» WRITTEN TASKS
1. In the energy stocks article, how much is OPEC's 2023 World Oil Outlook said to forecast global oil demand will reach by 2045?
2. Extend the energy stocks article by picking up right after its final sentence.

» EXTRACT
Given the accelerating global demand for oil and gas coupled with a dwindling supply, it’s plausible that we may witness a significant surge in energy prices, which could stimulate considerable growth within the energy sector. To that end, fundamentally strong energy stocks ChampionX Corporation (CHX), Ultrapar Participações S.A. (UGP), and Star Group, L.P. (SGU) could be solid buys now. Read on….
Despite an increasing global emphasis on sustainable energy practices, robust oil and gas demand indicates a potential rise in the consumption of non-renewable resources. Given this backdrop, quality energy stocks ChampionX Corporation (CHX), Ultrapar Participações S.A. (UGP), and Star Group, L.P. (SGU) could be wise portfolio additions now.
While the transition toward renewable energy solutions intensifies, projections indicate a continuous robust demand for oil and gas globally. According to the International Energy Agency (IEA), by 2024, global oil demand is expected to surge by 930,000 bpd, primarily driven by robust economic growth in India and China’s ongoing economic recovery.
The OPEC’s 2023 World Oil Outlook forecasts global oil demand to reach 116 million bpd by 2045. To meet the oil demand forecast for the long term, OPEC suggests an investment of approximately $14 trillion in the oil sector, averaging $610 billion annually.
OPEC+ has initiated voluntary output cuts of about 2.2 million barrels per day throughout the first quarter of 2024. This could lead to an increase in prices due to tightened supplies amid the amplifying demand.
Recent upward trends in oil prices have been stimulated by global shipping companies’ decision to avoid the Red Sea in light of heightened security concerns, causing a temporary halt of services through the crucial Bab el Mandeb strait. This maritime checkpoint accounts for nearly 12% of global trade, encompassing a substantial portion of international oil commerce. Any escalation in this situation could further propel oil prices.
Barclays and S&P Global anticipate oil to average at $93 and $85 per barrel, respectively, in 2024. Meanwhile, as per Fidelity’s 2024 energy outlook, crude oil prices could stay high, boosted by increased geopolitical risk, tight supply, and strong global energy demand. This optimistically sets the stage for potential profitability and an upward shift in sector stock prices.

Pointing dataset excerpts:
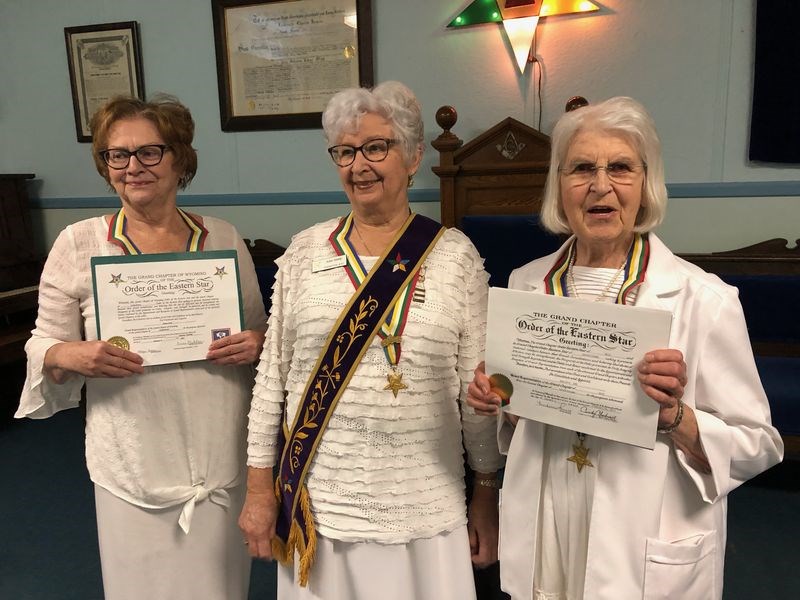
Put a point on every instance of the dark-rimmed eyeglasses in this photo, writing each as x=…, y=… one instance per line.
x=119, y=158
x=619, y=172
x=374, y=151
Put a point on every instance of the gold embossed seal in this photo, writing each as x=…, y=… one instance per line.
x=119, y=342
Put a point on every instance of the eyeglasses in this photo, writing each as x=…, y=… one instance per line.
x=619, y=172
x=119, y=158
x=374, y=151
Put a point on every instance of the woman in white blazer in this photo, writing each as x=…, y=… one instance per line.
x=585, y=517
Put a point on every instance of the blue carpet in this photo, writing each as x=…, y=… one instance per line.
x=48, y=547
x=48, y=533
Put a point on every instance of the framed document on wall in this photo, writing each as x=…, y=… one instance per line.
x=280, y=61
x=104, y=61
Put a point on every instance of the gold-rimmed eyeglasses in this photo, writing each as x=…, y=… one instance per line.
x=619, y=172
x=119, y=158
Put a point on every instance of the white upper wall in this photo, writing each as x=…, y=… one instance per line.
x=689, y=62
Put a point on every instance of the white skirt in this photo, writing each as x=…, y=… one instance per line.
x=437, y=568
x=145, y=554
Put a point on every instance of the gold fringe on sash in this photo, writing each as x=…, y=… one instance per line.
x=285, y=552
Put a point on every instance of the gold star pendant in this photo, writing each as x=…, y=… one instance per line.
x=580, y=458
x=395, y=384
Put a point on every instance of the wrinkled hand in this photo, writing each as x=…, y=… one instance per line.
x=257, y=522
x=480, y=395
x=662, y=376
x=91, y=359
x=482, y=526
x=242, y=348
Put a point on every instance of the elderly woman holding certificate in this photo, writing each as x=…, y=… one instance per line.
x=165, y=445
x=377, y=323
x=584, y=517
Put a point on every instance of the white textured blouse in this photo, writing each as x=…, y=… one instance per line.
x=389, y=469
x=173, y=435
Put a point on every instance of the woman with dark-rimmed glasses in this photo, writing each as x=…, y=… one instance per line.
x=165, y=443
x=377, y=320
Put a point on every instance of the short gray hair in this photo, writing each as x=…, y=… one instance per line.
x=392, y=100
x=621, y=116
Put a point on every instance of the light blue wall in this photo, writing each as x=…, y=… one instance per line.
x=689, y=62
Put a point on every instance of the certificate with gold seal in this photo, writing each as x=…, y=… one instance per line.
x=573, y=363
x=167, y=308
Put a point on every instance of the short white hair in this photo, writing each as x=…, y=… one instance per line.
x=392, y=100
x=620, y=116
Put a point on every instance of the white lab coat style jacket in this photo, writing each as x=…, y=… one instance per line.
x=658, y=526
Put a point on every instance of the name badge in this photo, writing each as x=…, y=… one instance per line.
x=328, y=263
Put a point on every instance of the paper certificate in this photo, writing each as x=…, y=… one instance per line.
x=167, y=308
x=572, y=363
x=290, y=57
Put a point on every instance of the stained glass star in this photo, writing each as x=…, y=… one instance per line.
x=519, y=18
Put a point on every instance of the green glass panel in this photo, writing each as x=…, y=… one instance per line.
x=480, y=11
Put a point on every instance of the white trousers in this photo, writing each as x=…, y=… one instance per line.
x=437, y=568
x=144, y=554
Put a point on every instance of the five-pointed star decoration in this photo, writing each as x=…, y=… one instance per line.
x=581, y=456
x=519, y=18
x=398, y=263
x=395, y=379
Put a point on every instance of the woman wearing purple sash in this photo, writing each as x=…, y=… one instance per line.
x=378, y=320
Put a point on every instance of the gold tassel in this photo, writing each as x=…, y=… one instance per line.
x=284, y=552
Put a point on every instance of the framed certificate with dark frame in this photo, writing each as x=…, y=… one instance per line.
x=280, y=61
x=104, y=61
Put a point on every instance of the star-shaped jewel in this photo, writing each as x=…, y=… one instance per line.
x=395, y=384
x=580, y=458
x=398, y=264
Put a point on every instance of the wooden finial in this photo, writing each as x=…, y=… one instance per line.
x=446, y=117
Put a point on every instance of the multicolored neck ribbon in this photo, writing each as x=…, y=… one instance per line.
x=360, y=320
x=118, y=234
x=391, y=331
x=555, y=281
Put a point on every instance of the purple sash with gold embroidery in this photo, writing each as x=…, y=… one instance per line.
x=347, y=343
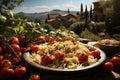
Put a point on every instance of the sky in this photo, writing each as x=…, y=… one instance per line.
x=36, y=6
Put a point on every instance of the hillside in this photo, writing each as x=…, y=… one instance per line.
x=43, y=15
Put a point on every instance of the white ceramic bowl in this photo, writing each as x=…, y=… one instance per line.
x=34, y=64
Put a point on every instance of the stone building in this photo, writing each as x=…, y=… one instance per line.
x=98, y=11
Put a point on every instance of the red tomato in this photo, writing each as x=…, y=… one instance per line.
x=52, y=42
x=20, y=54
x=22, y=39
x=22, y=49
x=7, y=55
x=0, y=50
x=5, y=63
x=47, y=59
x=16, y=47
x=96, y=54
x=109, y=66
x=49, y=39
x=34, y=48
x=1, y=58
x=83, y=57
x=15, y=61
x=59, y=55
x=34, y=77
x=20, y=71
x=14, y=40
x=6, y=48
x=7, y=72
x=59, y=39
x=40, y=39
x=71, y=39
x=115, y=61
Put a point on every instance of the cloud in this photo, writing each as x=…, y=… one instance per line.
x=42, y=8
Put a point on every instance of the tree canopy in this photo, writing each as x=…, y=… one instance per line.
x=9, y=4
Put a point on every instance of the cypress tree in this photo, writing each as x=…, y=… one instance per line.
x=86, y=16
x=91, y=13
x=68, y=11
x=81, y=10
x=48, y=16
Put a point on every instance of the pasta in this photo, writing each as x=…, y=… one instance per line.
x=63, y=55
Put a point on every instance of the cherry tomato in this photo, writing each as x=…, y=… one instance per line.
x=22, y=39
x=15, y=61
x=96, y=54
x=6, y=48
x=16, y=47
x=59, y=39
x=47, y=59
x=22, y=49
x=14, y=40
x=83, y=57
x=20, y=54
x=7, y=55
x=20, y=71
x=0, y=50
x=40, y=39
x=59, y=55
x=5, y=63
x=7, y=72
x=34, y=48
x=34, y=77
x=109, y=66
x=49, y=39
x=115, y=61
x=52, y=42
x=1, y=58
x=71, y=39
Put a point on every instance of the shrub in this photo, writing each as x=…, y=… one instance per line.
x=77, y=27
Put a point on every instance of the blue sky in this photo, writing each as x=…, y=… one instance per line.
x=32, y=6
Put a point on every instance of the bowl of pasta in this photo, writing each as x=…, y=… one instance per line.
x=65, y=56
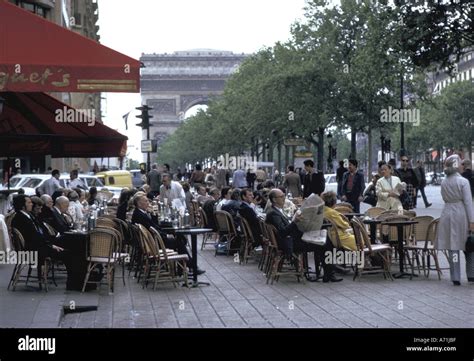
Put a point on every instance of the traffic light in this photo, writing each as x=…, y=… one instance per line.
x=145, y=116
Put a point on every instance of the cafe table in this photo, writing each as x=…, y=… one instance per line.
x=400, y=225
x=193, y=232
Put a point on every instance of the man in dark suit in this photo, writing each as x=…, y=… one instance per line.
x=142, y=216
x=289, y=236
x=313, y=180
x=59, y=221
x=248, y=213
x=209, y=208
x=37, y=239
x=46, y=214
x=353, y=186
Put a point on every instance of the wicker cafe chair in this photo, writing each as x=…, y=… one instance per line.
x=423, y=246
x=195, y=214
x=264, y=259
x=103, y=245
x=247, y=242
x=208, y=238
x=149, y=251
x=19, y=246
x=372, y=252
x=121, y=256
x=279, y=262
x=343, y=208
x=170, y=267
x=227, y=231
x=374, y=212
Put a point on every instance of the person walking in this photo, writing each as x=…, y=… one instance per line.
x=457, y=219
x=421, y=177
x=353, y=186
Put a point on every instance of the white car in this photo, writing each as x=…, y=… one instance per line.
x=29, y=182
x=331, y=184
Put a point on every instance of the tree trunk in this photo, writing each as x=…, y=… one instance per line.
x=369, y=164
x=279, y=145
x=320, y=163
x=353, y=144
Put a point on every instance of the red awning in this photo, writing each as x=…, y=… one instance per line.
x=37, y=55
x=36, y=123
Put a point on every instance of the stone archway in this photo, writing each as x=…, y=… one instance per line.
x=173, y=83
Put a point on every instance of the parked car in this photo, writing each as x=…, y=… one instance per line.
x=116, y=178
x=438, y=179
x=29, y=182
x=137, y=178
x=331, y=184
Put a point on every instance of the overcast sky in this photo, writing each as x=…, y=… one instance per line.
x=157, y=26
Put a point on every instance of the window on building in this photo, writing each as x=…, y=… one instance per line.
x=34, y=8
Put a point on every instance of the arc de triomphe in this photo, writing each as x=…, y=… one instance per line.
x=173, y=83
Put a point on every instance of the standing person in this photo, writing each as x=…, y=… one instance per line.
x=289, y=236
x=251, y=177
x=353, y=185
x=457, y=219
x=387, y=197
x=172, y=190
x=313, y=181
x=339, y=174
x=407, y=175
x=197, y=177
x=50, y=185
x=74, y=181
x=261, y=176
x=466, y=172
x=239, y=180
x=292, y=182
x=421, y=177
x=153, y=179
x=221, y=178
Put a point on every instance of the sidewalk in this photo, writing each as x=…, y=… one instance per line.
x=240, y=298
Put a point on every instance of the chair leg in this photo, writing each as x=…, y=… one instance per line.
x=89, y=269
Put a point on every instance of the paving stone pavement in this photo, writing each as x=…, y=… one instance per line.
x=239, y=297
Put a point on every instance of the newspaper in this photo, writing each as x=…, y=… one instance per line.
x=312, y=211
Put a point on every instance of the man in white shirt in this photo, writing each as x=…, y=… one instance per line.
x=50, y=185
x=171, y=190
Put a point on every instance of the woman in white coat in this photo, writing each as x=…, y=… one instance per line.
x=387, y=195
x=456, y=219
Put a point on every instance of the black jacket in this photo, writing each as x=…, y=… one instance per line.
x=358, y=185
x=147, y=221
x=313, y=183
x=209, y=209
x=408, y=176
x=287, y=232
x=58, y=222
x=35, y=238
x=250, y=216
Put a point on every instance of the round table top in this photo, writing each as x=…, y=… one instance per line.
x=407, y=222
x=192, y=230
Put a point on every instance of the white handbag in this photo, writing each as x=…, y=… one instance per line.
x=316, y=237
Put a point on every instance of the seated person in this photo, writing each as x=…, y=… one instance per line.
x=46, y=214
x=61, y=221
x=142, y=216
x=247, y=212
x=38, y=239
x=343, y=228
x=209, y=208
x=289, y=236
x=233, y=207
x=202, y=196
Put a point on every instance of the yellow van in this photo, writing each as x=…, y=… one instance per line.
x=116, y=178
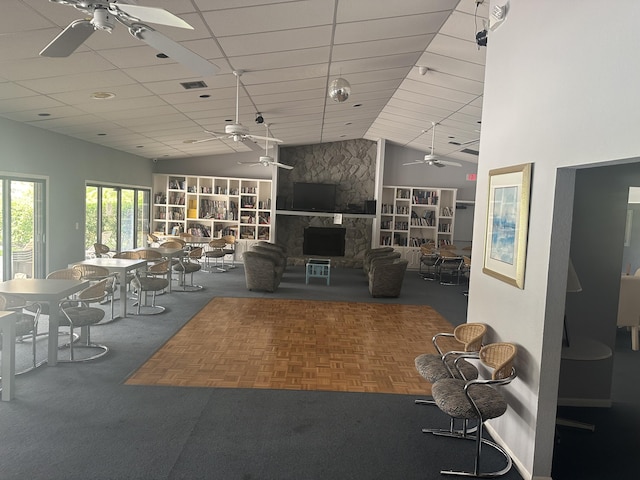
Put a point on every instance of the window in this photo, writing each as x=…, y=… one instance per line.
x=117, y=217
x=22, y=227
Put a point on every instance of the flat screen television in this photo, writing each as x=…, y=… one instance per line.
x=314, y=197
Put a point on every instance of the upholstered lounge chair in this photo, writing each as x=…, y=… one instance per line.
x=262, y=271
x=372, y=253
x=385, y=280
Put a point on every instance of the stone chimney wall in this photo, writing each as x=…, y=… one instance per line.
x=351, y=165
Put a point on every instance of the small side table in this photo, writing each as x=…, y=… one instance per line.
x=318, y=267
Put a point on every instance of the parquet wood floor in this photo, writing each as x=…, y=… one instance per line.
x=298, y=345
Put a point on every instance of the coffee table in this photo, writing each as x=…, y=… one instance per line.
x=318, y=267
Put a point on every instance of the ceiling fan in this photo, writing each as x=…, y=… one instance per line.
x=266, y=160
x=431, y=158
x=103, y=15
x=236, y=131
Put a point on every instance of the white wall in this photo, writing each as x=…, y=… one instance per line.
x=559, y=92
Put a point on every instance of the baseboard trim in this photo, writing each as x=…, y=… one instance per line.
x=585, y=402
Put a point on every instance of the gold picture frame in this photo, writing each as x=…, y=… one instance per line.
x=505, y=248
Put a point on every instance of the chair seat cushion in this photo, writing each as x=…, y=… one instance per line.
x=449, y=396
x=24, y=325
x=82, y=316
x=187, y=267
x=150, y=284
x=430, y=366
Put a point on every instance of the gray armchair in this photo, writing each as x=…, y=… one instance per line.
x=262, y=271
x=372, y=253
x=385, y=279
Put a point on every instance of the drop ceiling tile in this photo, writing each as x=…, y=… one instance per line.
x=277, y=16
x=354, y=11
x=393, y=27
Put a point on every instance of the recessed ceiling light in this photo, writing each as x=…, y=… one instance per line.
x=192, y=85
x=102, y=95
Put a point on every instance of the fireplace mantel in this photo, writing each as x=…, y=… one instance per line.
x=300, y=213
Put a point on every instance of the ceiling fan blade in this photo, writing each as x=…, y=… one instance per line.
x=69, y=39
x=174, y=50
x=447, y=163
x=159, y=16
x=282, y=165
x=204, y=140
x=269, y=139
x=252, y=145
x=470, y=142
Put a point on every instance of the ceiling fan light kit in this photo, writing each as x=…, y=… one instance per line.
x=103, y=17
x=431, y=158
x=339, y=90
x=236, y=131
x=266, y=160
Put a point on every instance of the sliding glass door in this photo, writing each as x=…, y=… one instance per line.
x=117, y=217
x=22, y=227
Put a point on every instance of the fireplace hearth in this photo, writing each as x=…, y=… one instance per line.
x=325, y=241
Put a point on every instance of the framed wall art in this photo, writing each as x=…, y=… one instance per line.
x=505, y=247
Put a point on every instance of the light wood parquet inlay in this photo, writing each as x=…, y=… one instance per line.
x=298, y=345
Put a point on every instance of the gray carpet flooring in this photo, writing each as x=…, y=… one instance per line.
x=79, y=421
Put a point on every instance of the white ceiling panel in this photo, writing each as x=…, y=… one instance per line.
x=289, y=50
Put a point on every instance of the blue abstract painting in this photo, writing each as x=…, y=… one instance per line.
x=504, y=224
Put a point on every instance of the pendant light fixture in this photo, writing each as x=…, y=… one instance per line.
x=339, y=90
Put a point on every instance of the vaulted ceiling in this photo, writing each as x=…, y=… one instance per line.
x=289, y=51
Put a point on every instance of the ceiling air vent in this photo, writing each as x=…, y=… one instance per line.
x=192, y=85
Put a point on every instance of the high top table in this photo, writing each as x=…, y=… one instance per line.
x=120, y=266
x=8, y=330
x=49, y=291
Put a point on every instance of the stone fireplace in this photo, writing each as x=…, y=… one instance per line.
x=351, y=165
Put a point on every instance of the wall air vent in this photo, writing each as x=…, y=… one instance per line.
x=192, y=85
x=471, y=151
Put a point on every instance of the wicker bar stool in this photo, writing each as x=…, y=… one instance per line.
x=479, y=400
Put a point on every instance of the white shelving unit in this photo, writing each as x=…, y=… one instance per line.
x=413, y=216
x=212, y=206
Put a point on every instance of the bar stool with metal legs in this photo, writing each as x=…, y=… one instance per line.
x=78, y=313
x=154, y=280
x=189, y=265
x=230, y=249
x=216, y=250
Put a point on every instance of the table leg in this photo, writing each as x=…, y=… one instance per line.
x=123, y=292
x=8, y=329
x=54, y=324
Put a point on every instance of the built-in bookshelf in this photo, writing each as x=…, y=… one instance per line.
x=413, y=216
x=212, y=206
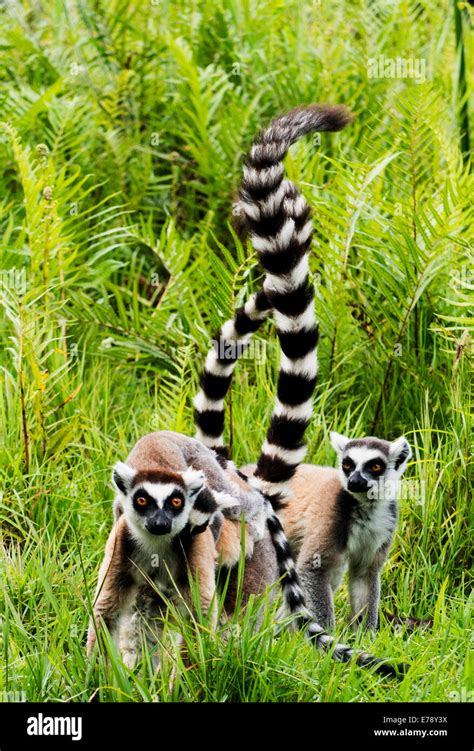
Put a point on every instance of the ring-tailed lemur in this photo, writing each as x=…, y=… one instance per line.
x=167, y=492
x=345, y=519
x=149, y=526
x=276, y=216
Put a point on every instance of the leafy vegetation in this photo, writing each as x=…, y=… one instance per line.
x=124, y=126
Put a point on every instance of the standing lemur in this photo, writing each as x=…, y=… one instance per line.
x=172, y=490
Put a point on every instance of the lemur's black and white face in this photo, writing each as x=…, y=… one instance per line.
x=157, y=502
x=371, y=467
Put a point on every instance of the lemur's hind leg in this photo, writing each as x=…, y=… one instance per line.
x=315, y=579
x=364, y=588
x=114, y=588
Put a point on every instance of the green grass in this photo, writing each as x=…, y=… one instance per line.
x=125, y=125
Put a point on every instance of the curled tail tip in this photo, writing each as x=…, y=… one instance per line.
x=332, y=117
x=306, y=119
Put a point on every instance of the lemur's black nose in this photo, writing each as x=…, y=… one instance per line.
x=158, y=527
x=357, y=484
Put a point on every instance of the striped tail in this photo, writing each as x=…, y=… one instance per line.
x=231, y=341
x=277, y=218
x=295, y=602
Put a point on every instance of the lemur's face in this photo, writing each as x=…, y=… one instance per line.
x=157, y=502
x=371, y=467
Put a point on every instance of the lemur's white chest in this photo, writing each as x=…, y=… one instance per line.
x=369, y=533
x=156, y=563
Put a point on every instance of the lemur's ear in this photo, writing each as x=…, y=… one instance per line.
x=339, y=442
x=195, y=480
x=399, y=453
x=122, y=477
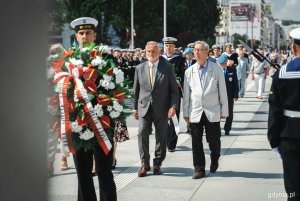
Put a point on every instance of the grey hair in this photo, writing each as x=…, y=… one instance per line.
x=152, y=43
x=206, y=46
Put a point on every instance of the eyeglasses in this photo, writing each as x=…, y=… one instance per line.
x=199, y=50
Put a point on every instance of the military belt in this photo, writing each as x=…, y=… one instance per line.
x=290, y=113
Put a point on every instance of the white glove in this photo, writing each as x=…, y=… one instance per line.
x=277, y=152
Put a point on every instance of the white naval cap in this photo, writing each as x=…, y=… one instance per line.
x=169, y=40
x=228, y=44
x=191, y=45
x=216, y=46
x=295, y=35
x=84, y=23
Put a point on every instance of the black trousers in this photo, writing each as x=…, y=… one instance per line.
x=213, y=134
x=290, y=153
x=228, y=122
x=145, y=129
x=172, y=136
x=84, y=164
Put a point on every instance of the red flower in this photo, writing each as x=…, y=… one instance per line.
x=105, y=121
x=54, y=101
x=90, y=74
x=103, y=100
x=120, y=95
x=109, y=72
x=82, y=120
x=72, y=105
x=67, y=53
x=90, y=87
x=57, y=63
x=94, y=53
x=55, y=123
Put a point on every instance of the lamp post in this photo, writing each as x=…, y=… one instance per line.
x=132, y=29
x=165, y=18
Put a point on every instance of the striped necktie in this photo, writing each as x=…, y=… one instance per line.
x=151, y=74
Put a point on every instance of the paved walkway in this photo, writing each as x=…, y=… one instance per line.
x=248, y=168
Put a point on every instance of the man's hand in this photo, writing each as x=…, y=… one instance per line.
x=230, y=63
x=187, y=119
x=135, y=114
x=277, y=152
x=172, y=112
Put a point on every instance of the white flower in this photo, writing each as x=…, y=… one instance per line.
x=97, y=62
x=76, y=98
x=76, y=128
x=114, y=114
x=104, y=84
x=86, y=135
x=119, y=75
x=76, y=62
x=51, y=57
x=111, y=85
x=53, y=111
x=119, y=79
x=109, y=108
x=85, y=49
x=57, y=88
x=115, y=70
x=117, y=107
x=107, y=77
x=98, y=110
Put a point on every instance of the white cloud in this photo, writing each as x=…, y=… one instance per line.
x=286, y=9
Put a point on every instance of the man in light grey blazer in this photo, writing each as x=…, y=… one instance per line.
x=204, y=104
x=242, y=71
x=156, y=98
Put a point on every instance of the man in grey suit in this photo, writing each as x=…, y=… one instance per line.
x=156, y=97
x=204, y=104
x=242, y=71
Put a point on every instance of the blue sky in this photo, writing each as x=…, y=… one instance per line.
x=286, y=9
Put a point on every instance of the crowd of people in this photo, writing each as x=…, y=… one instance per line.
x=208, y=81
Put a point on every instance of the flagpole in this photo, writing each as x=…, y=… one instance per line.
x=165, y=18
x=132, y=29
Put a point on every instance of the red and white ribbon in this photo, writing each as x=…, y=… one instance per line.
x=63, y=79
x=93, y=118
x=65, y=124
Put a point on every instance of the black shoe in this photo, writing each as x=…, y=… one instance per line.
x=198, y=175
x=214, y=166
x=114, y=166
x=157, y=170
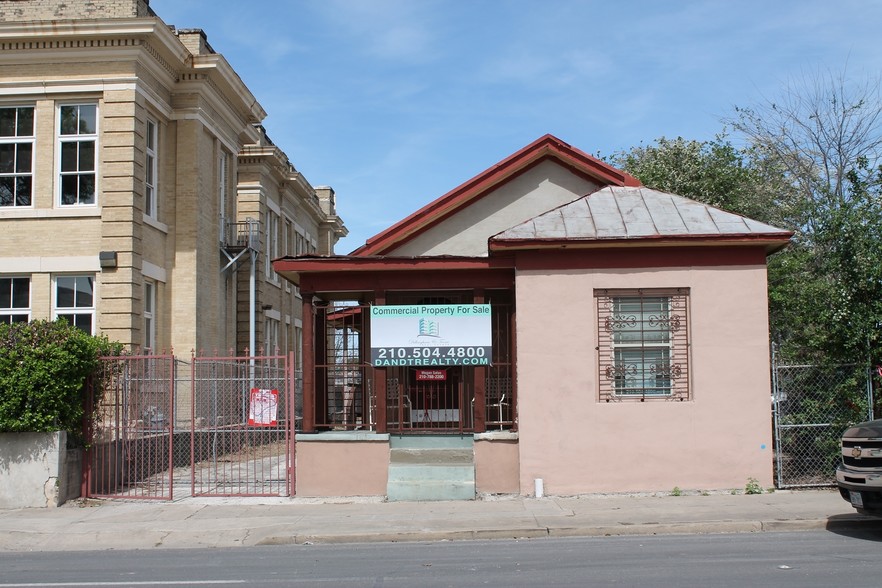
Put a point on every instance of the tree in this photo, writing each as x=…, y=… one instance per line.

» TASK-BY-TASK OUTPUTS
1. 116 million bpd.

2.
Furthermore, the surge of international investments and offshore production is expected to invigorate the market, increasing demand for energy equipment and services companies.
With these favorable trends in mind, let’s delve into the fundamentals of the three energy sector stocks.
ChampionX Corporation (CHX)
CHX provides chemistry solutions, and engineered equipment and technologies to oil and gas companies worldwide. The company operates through four segments: Production Chemical Technologies; Production & Automation Technologies; Drilling Technologies; and Reservoir Chemical Technologies.
On November 10, CHX’s Board of Directors declared a regular quarterly dividend of $0.09 per share on the company’s common stock, par value of $0.01 per share, payable to the shareholders on January 26, 2024.
Its annualized dividend rate of $0.34 per share translates to a dividend yield of 1.11% on the current share price. Its four-year average yield is 0.37%.
The company demonstrated its commitment to return excess cash to its shareholders. Through $68 million share repurchases and regular cash dividends of $17 million, it returned 52% of cash from operating activities and 74% of its free cash flow in the third quarter to its shareholders.
CHX’s trailing-12-month asset turnover ratio of 1.13x is 105.9% higher than the industry average of 0.55x. Its trailing-12-month ROTC and ROTA of 12.92% and 9.21% are 38.9% and 22.9% higher than the industry averages of 9.30% and 7.49%, respectively.
Over the past three and five years, its revenue grew at CAGRs of 38.1% and 26.6%, respectively, while its EBITDA grew at 83% and 22.9% CAGRs over the same periods.
In the fiscal third quarter that ended September 30, 2023, CHX’s revenue stood at $939.78 million, while its gross profit increased 48.5% year-over-year to $291.86 million. Moreover, its adjusted EBITDA stood at $189.54 million, up 14.1% from the year-ago quarter.
For the same quarter, adjusted net income attributable to CHX and adjusted earnings per share attributable to CHX increased 19.3% and 24.2% from the prior-year quarter to $80.95 million and $0.41, respectively. For the nine months that ended September 30, 2023, cash and cash equivalents stood at $285.01 million, up 49.2% from the year-ago period.
Street expects CHX’s EPS for the fiscal fourth quarter ending December 2023 to increase 4% year-over-year to $0.45. Its revenue is expected to be $954.98 million. The company surpassed consensus EPS estimates in three of the trailing four quarters, which is impressive.
The stock has gained 20.4% over the past nine months to close the last trading session at $30.70. Over the past year, it has gained 10.6%.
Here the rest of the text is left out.